▶ TEXTE FOURNI
Présenté en Compétition officielle Long Métrage du Festival International du Film d’Animation d’Annecy 2024, Slocum et moi est le récit de jeunesse de Jean-François Laguionie.
Le Festival d’Annecy accueille les films de Jean-François Laguionie depuis 1965, année où il révèle son court métrage La Demoiselle et le violoncelliste. Dès lors, il n’a jamais cessé de faire partie de la sélection, remportant différents prix à l’aide d’une œuvre personnelle. Ses films ont bercé des enfances, des vies, et continuent à le faire en poésie et en musique. Avec Slocum et moi, c’est sa propre vie que le réalisateur dessine à l’écran, un film qui est peut-être pour lui, « une œuvre de jeunesse ».
Une histoire vraie
Tout commence dans un atelier de dessin tandis qu’un jeune homme, le crayon à la main, esquisse des traits sur une toile. Il s’adresse à nous, spectateurs, et nous parle de son père, de l’époque où il ne savait pas encore qu’on le surnommait Slocum. Sous ses mots en voix-off, l’histoire prend vie ; sous ses coups de crayon, la maison de son enfance prend forme.

▶ CONSIGNE A
Mettez en liste JSON de chaînes les lignes des données fournies, à partir de celle qui contient « person in the » et jusqu'à la dernière ligne des données, à raison d'une chaîne par ligne et sans les lignes vides.

▶ DONNÉES FOURNIES
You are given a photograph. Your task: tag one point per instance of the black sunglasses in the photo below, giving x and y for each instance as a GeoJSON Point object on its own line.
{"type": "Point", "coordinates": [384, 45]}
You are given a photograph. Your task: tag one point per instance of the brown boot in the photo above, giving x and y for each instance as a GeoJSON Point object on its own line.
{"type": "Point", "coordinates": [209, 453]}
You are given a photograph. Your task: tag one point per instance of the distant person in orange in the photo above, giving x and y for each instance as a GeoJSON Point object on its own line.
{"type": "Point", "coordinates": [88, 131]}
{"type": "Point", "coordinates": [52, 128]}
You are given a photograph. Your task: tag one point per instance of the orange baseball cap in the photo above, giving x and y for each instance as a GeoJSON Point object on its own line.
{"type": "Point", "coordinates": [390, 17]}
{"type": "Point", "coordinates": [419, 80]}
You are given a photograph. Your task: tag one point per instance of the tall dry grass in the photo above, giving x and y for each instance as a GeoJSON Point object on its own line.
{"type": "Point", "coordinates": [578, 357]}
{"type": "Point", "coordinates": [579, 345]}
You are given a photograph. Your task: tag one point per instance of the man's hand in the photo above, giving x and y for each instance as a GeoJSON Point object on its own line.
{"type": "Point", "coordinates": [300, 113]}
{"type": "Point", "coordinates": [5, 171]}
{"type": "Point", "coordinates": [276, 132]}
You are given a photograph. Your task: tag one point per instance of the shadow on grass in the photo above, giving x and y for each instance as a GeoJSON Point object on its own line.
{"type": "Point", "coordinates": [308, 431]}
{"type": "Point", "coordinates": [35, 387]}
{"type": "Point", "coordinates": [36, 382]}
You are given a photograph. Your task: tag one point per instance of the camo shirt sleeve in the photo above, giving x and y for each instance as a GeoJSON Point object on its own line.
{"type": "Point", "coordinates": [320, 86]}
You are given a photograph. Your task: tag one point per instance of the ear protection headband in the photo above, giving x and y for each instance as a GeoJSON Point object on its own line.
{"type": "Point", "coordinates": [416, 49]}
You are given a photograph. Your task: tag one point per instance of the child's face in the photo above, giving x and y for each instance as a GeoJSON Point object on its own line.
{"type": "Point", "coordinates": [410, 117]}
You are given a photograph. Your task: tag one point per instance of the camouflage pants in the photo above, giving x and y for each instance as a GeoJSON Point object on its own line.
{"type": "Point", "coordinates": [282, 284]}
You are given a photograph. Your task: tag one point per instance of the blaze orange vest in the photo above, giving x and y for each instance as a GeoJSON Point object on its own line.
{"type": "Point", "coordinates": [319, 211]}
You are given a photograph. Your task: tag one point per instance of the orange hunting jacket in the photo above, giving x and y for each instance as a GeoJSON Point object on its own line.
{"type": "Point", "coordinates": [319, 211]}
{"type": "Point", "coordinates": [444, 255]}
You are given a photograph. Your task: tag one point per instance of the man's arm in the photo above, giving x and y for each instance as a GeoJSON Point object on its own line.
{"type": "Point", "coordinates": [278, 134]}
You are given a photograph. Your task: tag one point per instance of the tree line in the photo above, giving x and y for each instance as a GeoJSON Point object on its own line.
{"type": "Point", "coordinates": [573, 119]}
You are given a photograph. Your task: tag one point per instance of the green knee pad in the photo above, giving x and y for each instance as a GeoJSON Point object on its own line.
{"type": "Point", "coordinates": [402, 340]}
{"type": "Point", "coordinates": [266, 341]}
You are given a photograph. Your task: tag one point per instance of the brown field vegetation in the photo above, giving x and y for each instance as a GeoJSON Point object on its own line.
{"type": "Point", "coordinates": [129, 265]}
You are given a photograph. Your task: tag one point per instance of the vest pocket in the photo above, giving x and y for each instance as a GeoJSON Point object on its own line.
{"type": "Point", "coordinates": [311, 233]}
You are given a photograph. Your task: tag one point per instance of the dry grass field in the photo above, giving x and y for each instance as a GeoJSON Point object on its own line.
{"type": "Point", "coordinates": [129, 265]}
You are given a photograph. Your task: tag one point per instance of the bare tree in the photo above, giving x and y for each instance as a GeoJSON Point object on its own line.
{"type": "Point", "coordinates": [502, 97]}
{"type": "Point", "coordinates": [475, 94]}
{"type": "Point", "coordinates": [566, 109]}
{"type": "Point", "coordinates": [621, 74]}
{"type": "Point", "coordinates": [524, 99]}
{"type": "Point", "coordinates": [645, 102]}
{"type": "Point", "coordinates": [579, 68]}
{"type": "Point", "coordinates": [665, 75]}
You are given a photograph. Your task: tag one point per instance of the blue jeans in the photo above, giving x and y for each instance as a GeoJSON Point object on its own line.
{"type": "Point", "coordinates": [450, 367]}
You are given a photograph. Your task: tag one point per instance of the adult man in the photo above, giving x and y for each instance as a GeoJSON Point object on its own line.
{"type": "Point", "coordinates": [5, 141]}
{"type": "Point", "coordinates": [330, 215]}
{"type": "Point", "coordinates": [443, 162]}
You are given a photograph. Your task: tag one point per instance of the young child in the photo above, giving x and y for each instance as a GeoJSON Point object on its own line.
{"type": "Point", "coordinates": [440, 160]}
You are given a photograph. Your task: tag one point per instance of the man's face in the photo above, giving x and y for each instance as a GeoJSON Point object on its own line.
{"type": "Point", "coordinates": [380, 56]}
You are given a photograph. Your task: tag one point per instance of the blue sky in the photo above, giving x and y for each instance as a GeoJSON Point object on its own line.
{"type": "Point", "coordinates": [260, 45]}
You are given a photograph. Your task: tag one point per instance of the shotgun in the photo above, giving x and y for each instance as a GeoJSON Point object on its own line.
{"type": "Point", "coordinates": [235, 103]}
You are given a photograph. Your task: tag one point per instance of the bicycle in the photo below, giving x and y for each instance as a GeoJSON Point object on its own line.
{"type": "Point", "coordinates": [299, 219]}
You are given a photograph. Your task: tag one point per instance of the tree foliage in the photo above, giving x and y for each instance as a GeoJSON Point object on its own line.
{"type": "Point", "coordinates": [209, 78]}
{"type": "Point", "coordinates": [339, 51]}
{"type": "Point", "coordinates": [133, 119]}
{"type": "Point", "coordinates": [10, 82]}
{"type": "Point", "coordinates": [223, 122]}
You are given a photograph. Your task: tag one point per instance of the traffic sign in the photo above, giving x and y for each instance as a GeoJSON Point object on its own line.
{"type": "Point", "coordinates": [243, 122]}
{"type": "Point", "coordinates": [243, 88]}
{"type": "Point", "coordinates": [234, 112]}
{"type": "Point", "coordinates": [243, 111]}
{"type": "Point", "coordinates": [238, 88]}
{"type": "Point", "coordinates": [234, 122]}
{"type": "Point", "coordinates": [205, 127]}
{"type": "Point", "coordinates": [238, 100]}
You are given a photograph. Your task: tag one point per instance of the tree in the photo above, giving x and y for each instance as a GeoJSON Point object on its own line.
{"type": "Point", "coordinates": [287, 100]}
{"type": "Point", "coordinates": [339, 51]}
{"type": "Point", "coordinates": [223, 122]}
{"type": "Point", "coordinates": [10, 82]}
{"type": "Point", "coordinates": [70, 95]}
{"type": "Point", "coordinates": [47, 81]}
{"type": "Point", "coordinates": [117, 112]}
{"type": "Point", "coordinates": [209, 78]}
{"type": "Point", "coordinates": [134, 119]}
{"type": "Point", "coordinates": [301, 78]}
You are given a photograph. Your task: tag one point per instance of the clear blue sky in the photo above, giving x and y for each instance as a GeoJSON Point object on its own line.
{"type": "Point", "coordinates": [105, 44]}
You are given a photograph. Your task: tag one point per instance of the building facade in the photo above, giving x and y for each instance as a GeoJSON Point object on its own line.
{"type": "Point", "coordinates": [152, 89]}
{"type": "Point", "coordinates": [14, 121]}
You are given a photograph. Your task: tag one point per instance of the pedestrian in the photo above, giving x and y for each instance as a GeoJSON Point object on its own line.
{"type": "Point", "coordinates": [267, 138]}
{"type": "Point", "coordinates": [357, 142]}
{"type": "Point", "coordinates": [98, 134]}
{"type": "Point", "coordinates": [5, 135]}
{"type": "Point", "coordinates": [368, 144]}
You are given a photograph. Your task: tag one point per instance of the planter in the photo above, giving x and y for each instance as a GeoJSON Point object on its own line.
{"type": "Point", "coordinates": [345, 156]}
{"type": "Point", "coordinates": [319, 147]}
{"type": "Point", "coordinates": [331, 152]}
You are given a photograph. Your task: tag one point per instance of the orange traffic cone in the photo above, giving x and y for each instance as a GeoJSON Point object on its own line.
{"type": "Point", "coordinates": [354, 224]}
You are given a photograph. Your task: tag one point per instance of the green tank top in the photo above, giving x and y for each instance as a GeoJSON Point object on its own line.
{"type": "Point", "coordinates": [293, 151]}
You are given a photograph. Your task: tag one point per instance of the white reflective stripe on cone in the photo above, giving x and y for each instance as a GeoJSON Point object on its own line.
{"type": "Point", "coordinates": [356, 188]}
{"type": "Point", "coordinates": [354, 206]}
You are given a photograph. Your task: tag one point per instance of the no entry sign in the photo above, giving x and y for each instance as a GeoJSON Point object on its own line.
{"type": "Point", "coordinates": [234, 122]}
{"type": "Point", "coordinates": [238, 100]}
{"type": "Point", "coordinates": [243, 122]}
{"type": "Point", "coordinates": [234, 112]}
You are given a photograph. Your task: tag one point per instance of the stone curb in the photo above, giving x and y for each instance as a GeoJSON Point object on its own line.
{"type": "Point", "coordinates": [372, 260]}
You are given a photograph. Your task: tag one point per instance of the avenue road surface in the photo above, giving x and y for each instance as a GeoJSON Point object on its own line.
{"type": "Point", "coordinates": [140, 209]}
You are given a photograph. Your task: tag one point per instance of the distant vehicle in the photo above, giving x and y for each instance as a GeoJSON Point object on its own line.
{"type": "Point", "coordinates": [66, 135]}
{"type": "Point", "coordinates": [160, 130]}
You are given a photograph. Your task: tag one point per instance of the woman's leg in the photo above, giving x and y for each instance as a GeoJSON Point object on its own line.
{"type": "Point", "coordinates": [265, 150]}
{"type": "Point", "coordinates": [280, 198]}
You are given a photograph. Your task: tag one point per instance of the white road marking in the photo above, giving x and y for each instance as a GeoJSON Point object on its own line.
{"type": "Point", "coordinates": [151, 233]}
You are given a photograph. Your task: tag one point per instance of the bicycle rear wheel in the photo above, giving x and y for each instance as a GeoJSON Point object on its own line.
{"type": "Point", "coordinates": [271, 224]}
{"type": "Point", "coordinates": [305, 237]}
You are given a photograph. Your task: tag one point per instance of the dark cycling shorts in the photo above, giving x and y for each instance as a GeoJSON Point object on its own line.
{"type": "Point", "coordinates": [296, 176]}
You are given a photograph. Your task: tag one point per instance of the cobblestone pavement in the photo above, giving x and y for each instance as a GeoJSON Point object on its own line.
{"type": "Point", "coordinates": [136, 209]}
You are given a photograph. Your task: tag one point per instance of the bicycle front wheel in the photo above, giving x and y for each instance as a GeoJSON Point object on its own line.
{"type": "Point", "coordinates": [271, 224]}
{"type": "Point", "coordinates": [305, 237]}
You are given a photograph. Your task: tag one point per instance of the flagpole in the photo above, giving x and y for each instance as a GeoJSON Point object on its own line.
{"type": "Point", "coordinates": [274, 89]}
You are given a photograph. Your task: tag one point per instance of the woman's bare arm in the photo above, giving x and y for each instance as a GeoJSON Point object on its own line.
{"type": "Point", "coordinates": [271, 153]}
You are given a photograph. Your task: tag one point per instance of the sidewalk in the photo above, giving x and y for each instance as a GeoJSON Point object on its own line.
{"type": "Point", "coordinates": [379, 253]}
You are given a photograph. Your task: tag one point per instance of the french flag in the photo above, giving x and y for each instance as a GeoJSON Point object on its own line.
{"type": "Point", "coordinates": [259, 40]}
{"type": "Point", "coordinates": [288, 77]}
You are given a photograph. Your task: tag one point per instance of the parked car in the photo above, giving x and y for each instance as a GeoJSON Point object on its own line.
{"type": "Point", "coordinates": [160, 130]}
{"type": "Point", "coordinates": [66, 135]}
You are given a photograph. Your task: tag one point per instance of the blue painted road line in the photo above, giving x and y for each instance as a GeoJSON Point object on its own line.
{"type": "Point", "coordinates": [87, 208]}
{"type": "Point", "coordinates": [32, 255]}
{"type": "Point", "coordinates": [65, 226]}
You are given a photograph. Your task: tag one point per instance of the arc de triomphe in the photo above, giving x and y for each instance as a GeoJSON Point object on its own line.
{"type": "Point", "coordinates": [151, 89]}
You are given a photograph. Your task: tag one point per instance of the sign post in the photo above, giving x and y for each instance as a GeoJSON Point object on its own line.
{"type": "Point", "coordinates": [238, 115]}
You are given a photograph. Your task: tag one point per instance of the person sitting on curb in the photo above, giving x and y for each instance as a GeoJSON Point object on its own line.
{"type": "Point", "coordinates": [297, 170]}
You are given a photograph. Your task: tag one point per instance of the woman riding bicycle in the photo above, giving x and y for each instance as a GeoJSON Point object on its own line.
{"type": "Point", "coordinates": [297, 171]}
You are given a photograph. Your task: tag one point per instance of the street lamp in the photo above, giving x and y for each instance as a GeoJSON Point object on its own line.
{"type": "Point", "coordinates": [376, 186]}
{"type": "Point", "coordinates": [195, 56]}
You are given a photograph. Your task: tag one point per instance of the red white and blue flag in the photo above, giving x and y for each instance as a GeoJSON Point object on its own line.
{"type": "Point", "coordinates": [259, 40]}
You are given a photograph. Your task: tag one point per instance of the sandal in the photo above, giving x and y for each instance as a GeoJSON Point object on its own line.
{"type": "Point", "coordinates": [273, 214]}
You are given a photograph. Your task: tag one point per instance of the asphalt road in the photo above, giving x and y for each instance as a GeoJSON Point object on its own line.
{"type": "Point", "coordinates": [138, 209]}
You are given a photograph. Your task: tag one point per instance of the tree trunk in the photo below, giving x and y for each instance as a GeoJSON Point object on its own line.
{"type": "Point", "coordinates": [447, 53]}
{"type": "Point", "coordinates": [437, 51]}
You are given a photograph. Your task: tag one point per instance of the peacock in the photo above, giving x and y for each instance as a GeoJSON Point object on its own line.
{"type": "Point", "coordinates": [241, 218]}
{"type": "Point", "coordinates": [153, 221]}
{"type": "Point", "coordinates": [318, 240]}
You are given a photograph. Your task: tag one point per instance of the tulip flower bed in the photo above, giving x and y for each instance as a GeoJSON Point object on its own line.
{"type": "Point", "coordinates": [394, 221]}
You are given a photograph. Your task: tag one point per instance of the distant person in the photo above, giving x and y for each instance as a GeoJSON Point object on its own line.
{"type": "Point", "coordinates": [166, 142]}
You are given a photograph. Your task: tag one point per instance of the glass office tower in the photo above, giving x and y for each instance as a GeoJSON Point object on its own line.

▶ CONSIGNE B
D'après le texte fourni, depuis quelle année le Festival d'Annecy accueille-t-il les films de Jean-François Laguionie ?

▶ RÉPONSE A
[
  "You are given a photograph. Your task: tag one point per instance of the distant person in the photo above, giving x and y for each instance as a GeoJSON Point object on its own line.",
  "{\"type\": \"Point\", \"coordinates\": [166, 142]}",
  "You are given a photograph. Your task: tag one point per instance of the glass office tower in the photo above, giving x and y for each instance as a GeoJSON Point object on its own line."
]

▶ RÉPONSE B
Depuis 1965.